BEGIN

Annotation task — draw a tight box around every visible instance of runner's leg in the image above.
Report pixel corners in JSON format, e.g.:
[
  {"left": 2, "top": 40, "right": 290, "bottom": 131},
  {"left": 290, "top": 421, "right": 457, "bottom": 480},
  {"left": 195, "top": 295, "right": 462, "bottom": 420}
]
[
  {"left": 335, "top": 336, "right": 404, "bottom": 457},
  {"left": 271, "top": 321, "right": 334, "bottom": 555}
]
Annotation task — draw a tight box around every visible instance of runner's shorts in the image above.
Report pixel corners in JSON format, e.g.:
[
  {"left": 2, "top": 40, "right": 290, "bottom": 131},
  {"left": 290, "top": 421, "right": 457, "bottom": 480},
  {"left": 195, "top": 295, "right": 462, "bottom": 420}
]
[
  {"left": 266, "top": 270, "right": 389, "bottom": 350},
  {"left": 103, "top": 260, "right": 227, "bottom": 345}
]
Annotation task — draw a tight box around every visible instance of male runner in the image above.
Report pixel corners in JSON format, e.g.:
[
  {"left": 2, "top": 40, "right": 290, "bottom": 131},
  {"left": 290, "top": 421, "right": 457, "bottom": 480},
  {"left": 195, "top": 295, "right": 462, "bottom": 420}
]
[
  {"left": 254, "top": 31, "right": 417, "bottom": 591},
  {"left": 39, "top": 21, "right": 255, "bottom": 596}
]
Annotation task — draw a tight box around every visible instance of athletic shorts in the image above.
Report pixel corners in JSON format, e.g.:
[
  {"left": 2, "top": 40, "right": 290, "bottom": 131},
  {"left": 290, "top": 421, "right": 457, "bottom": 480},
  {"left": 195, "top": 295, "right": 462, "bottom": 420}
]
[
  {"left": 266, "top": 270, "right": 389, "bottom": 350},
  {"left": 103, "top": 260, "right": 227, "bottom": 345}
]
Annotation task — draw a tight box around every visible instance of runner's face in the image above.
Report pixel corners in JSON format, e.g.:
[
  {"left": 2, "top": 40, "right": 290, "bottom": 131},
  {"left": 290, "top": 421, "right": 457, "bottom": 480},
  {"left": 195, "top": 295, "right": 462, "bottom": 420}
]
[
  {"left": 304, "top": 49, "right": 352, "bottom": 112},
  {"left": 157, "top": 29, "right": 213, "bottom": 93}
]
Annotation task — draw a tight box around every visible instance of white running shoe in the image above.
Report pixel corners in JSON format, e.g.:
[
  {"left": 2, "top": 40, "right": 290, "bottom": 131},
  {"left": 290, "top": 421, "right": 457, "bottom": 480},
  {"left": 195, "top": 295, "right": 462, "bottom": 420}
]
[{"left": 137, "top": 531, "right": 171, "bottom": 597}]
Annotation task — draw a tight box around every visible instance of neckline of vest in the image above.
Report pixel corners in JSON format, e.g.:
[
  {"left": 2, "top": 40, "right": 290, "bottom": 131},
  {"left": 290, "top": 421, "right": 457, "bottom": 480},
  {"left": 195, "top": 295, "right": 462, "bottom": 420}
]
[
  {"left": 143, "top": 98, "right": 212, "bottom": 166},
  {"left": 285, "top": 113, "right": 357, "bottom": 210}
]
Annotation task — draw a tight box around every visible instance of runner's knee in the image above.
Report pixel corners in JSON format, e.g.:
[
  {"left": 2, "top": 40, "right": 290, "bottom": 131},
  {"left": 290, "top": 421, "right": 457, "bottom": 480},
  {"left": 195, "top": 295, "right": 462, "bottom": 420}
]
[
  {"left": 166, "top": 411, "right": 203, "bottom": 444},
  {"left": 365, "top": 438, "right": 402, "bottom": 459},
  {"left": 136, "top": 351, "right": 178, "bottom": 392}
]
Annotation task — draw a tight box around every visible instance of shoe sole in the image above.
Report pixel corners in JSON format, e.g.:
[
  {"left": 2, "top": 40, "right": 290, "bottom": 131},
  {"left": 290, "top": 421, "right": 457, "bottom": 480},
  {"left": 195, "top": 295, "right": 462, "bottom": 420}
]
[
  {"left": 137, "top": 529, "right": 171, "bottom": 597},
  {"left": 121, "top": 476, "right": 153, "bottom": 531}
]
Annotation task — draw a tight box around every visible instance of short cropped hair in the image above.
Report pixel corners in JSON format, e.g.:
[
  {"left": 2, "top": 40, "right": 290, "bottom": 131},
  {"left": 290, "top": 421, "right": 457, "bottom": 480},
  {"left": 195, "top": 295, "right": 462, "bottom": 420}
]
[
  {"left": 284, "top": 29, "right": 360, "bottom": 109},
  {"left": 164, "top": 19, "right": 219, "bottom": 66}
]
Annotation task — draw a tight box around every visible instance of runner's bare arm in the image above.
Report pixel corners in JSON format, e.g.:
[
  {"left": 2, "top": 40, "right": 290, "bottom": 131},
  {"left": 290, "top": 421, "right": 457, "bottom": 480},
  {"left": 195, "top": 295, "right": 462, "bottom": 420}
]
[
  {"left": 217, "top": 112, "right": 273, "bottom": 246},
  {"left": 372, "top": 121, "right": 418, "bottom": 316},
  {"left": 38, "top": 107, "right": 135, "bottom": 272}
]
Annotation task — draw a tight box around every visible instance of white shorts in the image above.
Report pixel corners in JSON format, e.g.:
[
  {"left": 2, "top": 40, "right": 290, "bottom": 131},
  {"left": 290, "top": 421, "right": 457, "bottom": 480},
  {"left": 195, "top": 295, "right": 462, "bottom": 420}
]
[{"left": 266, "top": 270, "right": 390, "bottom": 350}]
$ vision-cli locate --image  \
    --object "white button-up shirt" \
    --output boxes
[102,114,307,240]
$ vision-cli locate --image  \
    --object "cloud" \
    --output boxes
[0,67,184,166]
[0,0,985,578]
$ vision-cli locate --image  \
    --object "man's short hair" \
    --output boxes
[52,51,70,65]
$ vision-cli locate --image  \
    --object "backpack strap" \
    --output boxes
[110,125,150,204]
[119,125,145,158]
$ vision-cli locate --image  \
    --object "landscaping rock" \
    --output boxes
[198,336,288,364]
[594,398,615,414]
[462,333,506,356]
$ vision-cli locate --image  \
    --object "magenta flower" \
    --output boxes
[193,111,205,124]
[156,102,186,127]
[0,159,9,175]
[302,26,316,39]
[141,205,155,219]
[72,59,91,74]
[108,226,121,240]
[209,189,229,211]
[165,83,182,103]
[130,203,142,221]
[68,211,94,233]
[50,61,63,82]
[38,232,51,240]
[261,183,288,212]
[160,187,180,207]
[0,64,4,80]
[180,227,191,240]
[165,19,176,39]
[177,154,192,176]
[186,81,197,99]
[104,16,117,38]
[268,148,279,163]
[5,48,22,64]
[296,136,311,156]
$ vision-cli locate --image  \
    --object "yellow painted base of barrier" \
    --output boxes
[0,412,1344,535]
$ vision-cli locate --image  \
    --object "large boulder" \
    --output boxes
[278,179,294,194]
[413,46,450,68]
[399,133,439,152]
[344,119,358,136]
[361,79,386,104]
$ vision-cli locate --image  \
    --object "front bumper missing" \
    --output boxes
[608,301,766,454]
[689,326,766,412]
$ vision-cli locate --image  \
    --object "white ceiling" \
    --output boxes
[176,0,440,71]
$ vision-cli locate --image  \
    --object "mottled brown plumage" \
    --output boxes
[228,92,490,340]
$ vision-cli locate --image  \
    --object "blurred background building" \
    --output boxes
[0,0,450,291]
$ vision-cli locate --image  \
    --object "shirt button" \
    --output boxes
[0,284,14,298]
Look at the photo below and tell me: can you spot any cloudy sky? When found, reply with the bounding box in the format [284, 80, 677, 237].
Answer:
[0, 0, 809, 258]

END

**Goal**
Report how many lines in the rows above contain the string "shirt". Give only the number.

**Output for this task**
2